● **TASK ITEM**:
Exactly as written, please set down all of the entries again, with no pictures.

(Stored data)
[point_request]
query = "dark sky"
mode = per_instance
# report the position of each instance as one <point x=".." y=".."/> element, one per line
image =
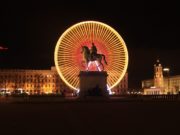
<point x="150" y="29"/>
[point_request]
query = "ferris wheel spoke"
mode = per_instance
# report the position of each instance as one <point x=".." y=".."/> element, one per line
<point x="84" y="33"/>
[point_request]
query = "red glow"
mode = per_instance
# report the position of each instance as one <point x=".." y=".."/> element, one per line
<point x="101" y="49"/>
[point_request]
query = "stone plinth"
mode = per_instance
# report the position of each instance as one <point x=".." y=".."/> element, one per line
<point x="93" y="83"/>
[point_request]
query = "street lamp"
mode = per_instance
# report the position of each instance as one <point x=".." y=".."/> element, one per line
<point x="167" y="70"/>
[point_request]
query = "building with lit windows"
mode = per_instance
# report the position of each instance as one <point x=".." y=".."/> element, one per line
<point x="161" y="84"/>
<point x="40" y="81"/>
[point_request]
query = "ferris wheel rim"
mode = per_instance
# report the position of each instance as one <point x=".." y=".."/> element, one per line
<point x="86" y="22"/>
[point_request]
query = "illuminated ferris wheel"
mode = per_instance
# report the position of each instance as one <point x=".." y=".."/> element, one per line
<point x="68" y="57"/>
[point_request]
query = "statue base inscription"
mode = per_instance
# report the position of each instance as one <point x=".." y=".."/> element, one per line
<point x="93" y="84"/>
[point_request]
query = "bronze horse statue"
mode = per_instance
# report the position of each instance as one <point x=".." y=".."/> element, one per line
<point x="87" y="57"/>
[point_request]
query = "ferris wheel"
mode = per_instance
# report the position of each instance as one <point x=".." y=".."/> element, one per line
<point x="68" y="57"/>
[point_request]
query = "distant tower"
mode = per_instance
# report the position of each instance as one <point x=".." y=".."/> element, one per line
<point x="158" y="75"/>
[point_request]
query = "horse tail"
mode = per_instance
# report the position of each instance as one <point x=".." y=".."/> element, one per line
<point x="104" y="58"/>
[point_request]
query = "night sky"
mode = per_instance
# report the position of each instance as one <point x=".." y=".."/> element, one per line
<point x="30" y="31"/>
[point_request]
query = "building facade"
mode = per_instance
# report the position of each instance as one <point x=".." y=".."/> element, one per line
<point x="161" y="84"/>
<point x="40" y="81"/>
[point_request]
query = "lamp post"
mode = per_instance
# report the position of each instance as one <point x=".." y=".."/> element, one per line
<point x="167" y="70"/>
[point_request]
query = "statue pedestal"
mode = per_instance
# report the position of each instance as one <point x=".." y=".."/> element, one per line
<point x="93" y="84"/>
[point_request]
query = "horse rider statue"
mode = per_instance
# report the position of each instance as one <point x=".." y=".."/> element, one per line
<point x="93" y="51"/>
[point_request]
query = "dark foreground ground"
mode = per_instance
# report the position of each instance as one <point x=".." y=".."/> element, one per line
<point x="91" y="118"/>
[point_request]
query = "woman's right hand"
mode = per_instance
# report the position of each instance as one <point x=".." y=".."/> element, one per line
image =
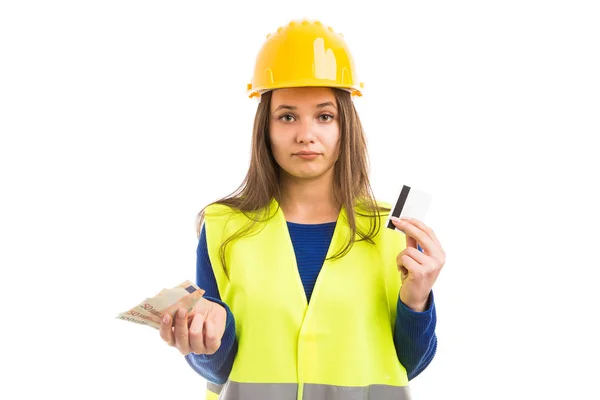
<point x="200" y="335"/>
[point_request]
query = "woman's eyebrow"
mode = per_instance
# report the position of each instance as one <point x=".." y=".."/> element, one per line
<point x="320" y="105"/>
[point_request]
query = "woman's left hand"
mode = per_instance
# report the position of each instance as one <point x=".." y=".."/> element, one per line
<point x="419" y="270"/>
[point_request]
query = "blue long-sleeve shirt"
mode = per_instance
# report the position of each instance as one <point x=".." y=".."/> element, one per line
<point x="414" y="334"/>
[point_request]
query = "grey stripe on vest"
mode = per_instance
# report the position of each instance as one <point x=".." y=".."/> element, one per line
<point x="372" y="392"/>
<point x="288" y="391"/>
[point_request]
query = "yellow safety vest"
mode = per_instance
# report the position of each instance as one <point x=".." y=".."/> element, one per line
<point x="340" y="346"/>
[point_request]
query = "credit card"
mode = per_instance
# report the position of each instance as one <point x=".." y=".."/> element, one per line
<point x="411" y="203"/>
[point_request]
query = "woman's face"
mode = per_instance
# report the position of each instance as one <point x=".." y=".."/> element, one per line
<point x="304" y="131"/>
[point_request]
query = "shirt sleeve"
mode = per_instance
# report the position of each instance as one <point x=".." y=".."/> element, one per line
<point x="414" y="337"/>
<point x="215" y="367"/>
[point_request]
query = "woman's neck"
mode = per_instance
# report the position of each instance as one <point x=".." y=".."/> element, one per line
<point x="308" y="201"/>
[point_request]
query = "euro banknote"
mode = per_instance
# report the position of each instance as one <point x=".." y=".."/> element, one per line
<point x="150" y="311"/>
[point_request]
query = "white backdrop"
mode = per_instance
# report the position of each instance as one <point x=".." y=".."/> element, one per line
<point x="121" y="119"/>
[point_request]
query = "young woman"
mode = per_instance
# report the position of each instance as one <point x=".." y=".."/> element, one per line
<point x="308" y="294"/>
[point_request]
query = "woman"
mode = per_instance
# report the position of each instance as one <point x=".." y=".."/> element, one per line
<point x="308" y="294"/>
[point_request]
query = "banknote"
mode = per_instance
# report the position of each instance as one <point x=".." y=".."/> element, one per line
<point x="150" y="311"/>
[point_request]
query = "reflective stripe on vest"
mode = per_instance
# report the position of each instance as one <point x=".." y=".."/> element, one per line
<point x="340" y="344"/>
<point x="289" y="391"/>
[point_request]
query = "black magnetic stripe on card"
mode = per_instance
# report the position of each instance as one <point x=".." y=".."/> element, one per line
<point x="399" y="205"/>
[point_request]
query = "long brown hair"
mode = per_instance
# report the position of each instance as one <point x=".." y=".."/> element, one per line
<point x="352" y="187"/>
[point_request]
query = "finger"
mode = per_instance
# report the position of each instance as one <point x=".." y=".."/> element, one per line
<point x="182" y="340"/>
<point x="413" y="266"/>
<point x="421" y="225"/>
<point x="166" y="330"/>
<point x="197" y="335"/>
<point x="416" y="233"/>
<point x="212" y="339"/>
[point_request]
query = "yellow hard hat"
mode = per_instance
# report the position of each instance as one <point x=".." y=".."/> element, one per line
<point x="304" y="53"/>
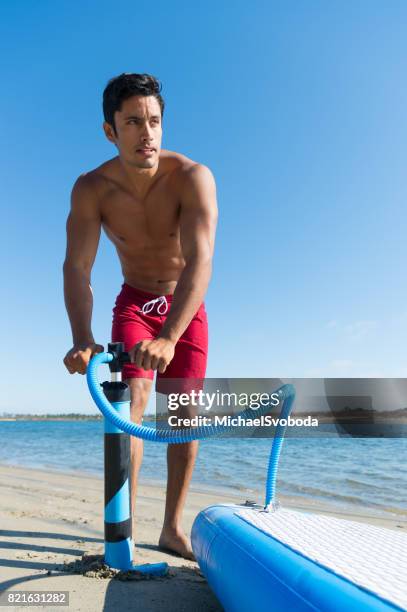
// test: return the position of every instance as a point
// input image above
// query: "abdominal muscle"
(158, 274)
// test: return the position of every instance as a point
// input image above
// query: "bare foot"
(174, 540)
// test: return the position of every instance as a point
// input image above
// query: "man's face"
(138, 131)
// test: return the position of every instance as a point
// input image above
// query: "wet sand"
(51, 538)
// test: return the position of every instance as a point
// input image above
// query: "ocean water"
(344, 472)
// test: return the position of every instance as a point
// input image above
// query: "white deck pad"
(371, 557)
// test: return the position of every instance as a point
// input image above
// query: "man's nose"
(147, 131)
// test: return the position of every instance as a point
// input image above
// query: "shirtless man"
(159, 209)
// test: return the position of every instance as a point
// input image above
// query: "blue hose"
(286, 395)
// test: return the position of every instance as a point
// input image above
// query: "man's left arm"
(198, 217)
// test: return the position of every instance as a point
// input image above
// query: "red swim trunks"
(138, 315)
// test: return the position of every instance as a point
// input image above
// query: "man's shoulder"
(186, 169)
(96, 179)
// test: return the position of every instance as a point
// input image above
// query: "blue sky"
(299, 109)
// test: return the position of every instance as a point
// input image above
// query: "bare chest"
(138, 225)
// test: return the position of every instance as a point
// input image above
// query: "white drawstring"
(161, 301)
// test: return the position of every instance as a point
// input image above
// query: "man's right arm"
(83, 233)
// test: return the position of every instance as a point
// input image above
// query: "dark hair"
(125, 86)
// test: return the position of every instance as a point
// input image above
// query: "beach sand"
(50, 520)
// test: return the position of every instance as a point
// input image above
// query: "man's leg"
(139, 392)
(180, 461)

● **EXERCISE OUTPUT**:
[point_request]
query = "dark sky"
mode = per_instance
# report the position of each instance as one <point x=".." y=".."/> element, one per line
image =
<point x="150" y="29"/>
[point_request]
query = "ferris wheel spoke"
mode = per_instance
# report the position of each instance as one <point x=".." y=".."/> element, one per line
<point x="84" y="33"/>
[point_request]
query = "red glow"
mode = per_instance
# report the position of each instance as one <point x=".." y=".."/> element, one per line
<point x="101" y="49"/>
[point_request]
query = "stone plinth"
mode = per_instance
# report the position of each instance as one <point x=".." y=".."/> element, one per line
<point x="93" y="83"/>
[point_request]
query = "street lamp"
mode = per_instance
# report the position of each instance as one <point x=".." y=".."/> element, one per line
<point x="167" y="70"/>
[point_request]
query = "building with lit windows"
mode = per_instance
# report the position of each instance as one <point x=".." y=".."/> element, one per line
<point x="161" y="84"/>
<point x="40" y="81"/>
[point_request]
query = "ferris wheel rim"
mode = per_instance
# report the position of each instance as one <point x=".." y=".."/> element, one per line
<point x="86" y="22"/>
[point_request]
query = "illuminated ferris wheel"
mode = per_instance
# report the position of each instance as one <point x=".." y=".."/> element, one per line
<point x="68" y="57"/>
[point_request]
query = "statue base inscription"
mode = per_instance
# report the position of each instance as one <point x=".." y=".."/> element, one per line
<point x="93" y="84"/>
[point_request]
query = "bronze horse statue"
mode = per_instance
# report the position of each instance as one <point x=".." y=".."/> element, one per line
<point x="87" y="57"/>
[point_request]
query = "ferris wheel"
mode = per_instance
# report the position of each instance as one <point x=".." y=".."/> element, one per line
<point x="68" y="57"/>
[point_request]
query = "distant tower"
mode = per_instance
# report the position of each instance as one <point x=".." y=".."/> element, one per line
<point x="158" y="75"/>
[point_request]
query = "horse tail"
mode = per_instance
# report the position of each instance as one <point x=".." y=".."/> element, one per line
<point x="104" y="58"/>
[point_request]
query = "night sky"
mode = per_instance
# report the position of each instance as one <point x=".." y=".."/> element, one per line
<point x="30" y="31"/>
[point_request]
query = "building facade"
mode = per_instance
# report the position of each instance as one <point x=".." y=".."/> element, one per line
<point x="161" y="84"/>
<point x="40" y="81"/>
[point_request]
query = "lamp post"
mode = per_instance
# report the position of each instance as one <point x=".." y=".."/> element, one per line
<point x="167" y="70"/>
[point_request]
query = "statue pedestal"
mode = per_instance
# report the position of each instance as one <point x=".." y=".."/> element, one per line
<point x="93" y="84"/>
[point_request]
query = "horse rider statue"
mode = per_instance
# report the position of each instance as one <point x=".." y=".."/> element, one per line
<point x="93" y="51"/>
[point_request]
query = "dark foreground ground"
mode = per_instance
# report the position of each instance as one <point x=".." y=".."/> element, one per line
<point x="91" y="118"/>
[point_request]
query = "woman's right hand"
mode = per_instance
# report the position of each instance as one <point x=".." y=".."/> element, one per line
image =
<point x="200" y="335"/>
[point_request]
query = "woman's eyebrow"
mode = per_instance
# report the position of each instance as one <point x=".." y=".."/> element, one per line
<point x="320" y="105"/>
[point_request]
query = "woman's left hand"
mode = per_instance
# report the position of each instance as one <point x=".." y=".."/> element, one per line
<point x="419" y="270"/>
[point_request]
query = "blue long-sleeve shirt"
mode = per_instance
# report the position of each instance as one <point x=".." y=".."/> element, one per line
<point x="414" y="334"/>
[point_request]
query = "grey stripe on vest"
mode = per_instance
# report the position of each instance as one <point x=".." y=".."/> element, one per line
<point x="372" y="392"/>
<point x="288" y="391"/>
[point_request]
query = "yellow safety vest"
mode = per_instance
# report the position of each instance as one <point x=".." y=".."/> element, one per line
<point x="340" y="346"/>
[point_request]
query = "credit card"
mode = per_instance
# report the position of each instance as one <point x=".." y=".."/> element, one per line
<point x="411" y="203"/>
[point_request]
query = "woman's face"
mode = per_instance
# report the position of each instance as one <point x=".." y=".."/> element, one per line
<point x="304" y="131"/>
[point_request]
query = "shirt sleeve"
mode = per_instance
# report the position of each instance as one <point x=".." y=".."/> element, one per line
<point x="414" y="337"/>
<point x="215" y="367"/>
[point_request]
query = "woman's neck"
mode = per_instance
# report the position of each instance as one <point x=".." y=".."/> element, one per line
<point x="308" y="201"/>
[point_request]
query = "euro banknote"
mode = per_instance
# report the position of each instance as one <point x=".." y=".."/> element, one per line
<point x="150" y="311"/>
[point_request]
query = "white backdrop"
mode = per_instance
# report the position of each instance as one <point x=".." y=".."/> element, one per line
<point x="121" y="119"/>
[point_request]
query = "young woman"
mode = per_instance
# report the position of each instance as one <point x=".." y=".."/> element, one per line
<point x="308" y="294"/>
[point_request]
query = "woman"
mode = per_instance
# report the position of each instance as one <point x=".." y=".."/> element, one per line
<point x="308" y="294"/>
[point_request]
query = "banknote"
mode = per_instance
# report the position of each instance as one <point x=".." y=".."/> element, one per line
<point x="150" y="311"/>
[point_request]
query = "reflective stripe on vest"
mode = per_instance
# report the position of each instance as one <point x=".." y=".."/> element, one per line
<point x="340" y="344"/>
<point x="289" y="391"/>
[point_request]
query = "black magnetic stripe on card"
mode = per_instance
# report the position of each instance as one <point x=".." y=".."/> element, one per line
<point x="399" y="205"/>
[point_request]
query = "long brown hair"
mode = per_instance
# report the position of each instance as one <point x=".." y=".."/> element, one per line
<point x="352" y="187"/>
[point_request]
query = "finger"
mode = per_instance
# report the position of each instance as one <point x=".." y=".."/> element, one per line
<point x="182" y="340"/>
<point x="413" y="266"/>
<point x="421" y="225"/>
<point x="166" y="330"/>
<point x="197" y="335"/>
<point x="416" y="233"/>
<point x="212" y="339"/>
[point_request]
query = "yellow hard hat"
mode = per_instance
# report the position of each instance as one <point x=".." y=".."/> element, one per line
<point x="304" y="53"/>
// test: return the position of every instance as a point
// input image above
// query: "abdominal muscle"
(158, 274)
// test: return the position of every instance as a point
// input image above
// query: "bare foot"
(174, 540)
// test: return the position of every instance as a point
// input image above
// query: "man's face"
(138, 131)
// test: return the position of every instance as a point
// input image above
// query: "wet sand"
(51, 538)
// test: return the position of every instance as a point
// input image above
// query: "ocean water"
(344, 472)
// test: return the position of every instance as a point
// input image above
// query: "white deck pad"
(371, 557)
// test: return the position of every instance as a point
// input image above
// query: "man's nose"
(147, 131)
// test: return the position of every instance as a point
// input image above
// query: "shirtless man"
(159, 209)
// test: return the position of every instance as a point
// input image above
// query: "blue hose"
(286, 395)
// test: return the position of every instance as a point
// input image above
// query: "man's left arm"
(198, 217)
// test: return the position of every instance as a point
// input image above
// query: "red swim trunks"
(138, 315)
// test: return the position of every instance as a point
// input image above
// query: "man's shoulder"
(186, 169)
(96, 179)
// test: return the position of every instance as a point
// input image above
// query: "blue sky"
(299, 109)
// test: return the position of every instance as a point
// input image above
// query: "bare chest"
(138, 225)
// test: return the position of every instance as a point
// input image above
// query: "white drawstring"
(161, 301)
// test: return the position of every instance as a point
// input image above
// query: "man's right arm"
(83, 233)
// test: return the position of every instance as a point
// input image above
// query: "dark hair"
(125, 86)
// test: return the position of every instance as a point
// input image above
// query: "beach sand"
(50, 520)
// test: return the position of every instance as a point
// input image above
// query: "man's leg"
(139, 392)
(180, 461)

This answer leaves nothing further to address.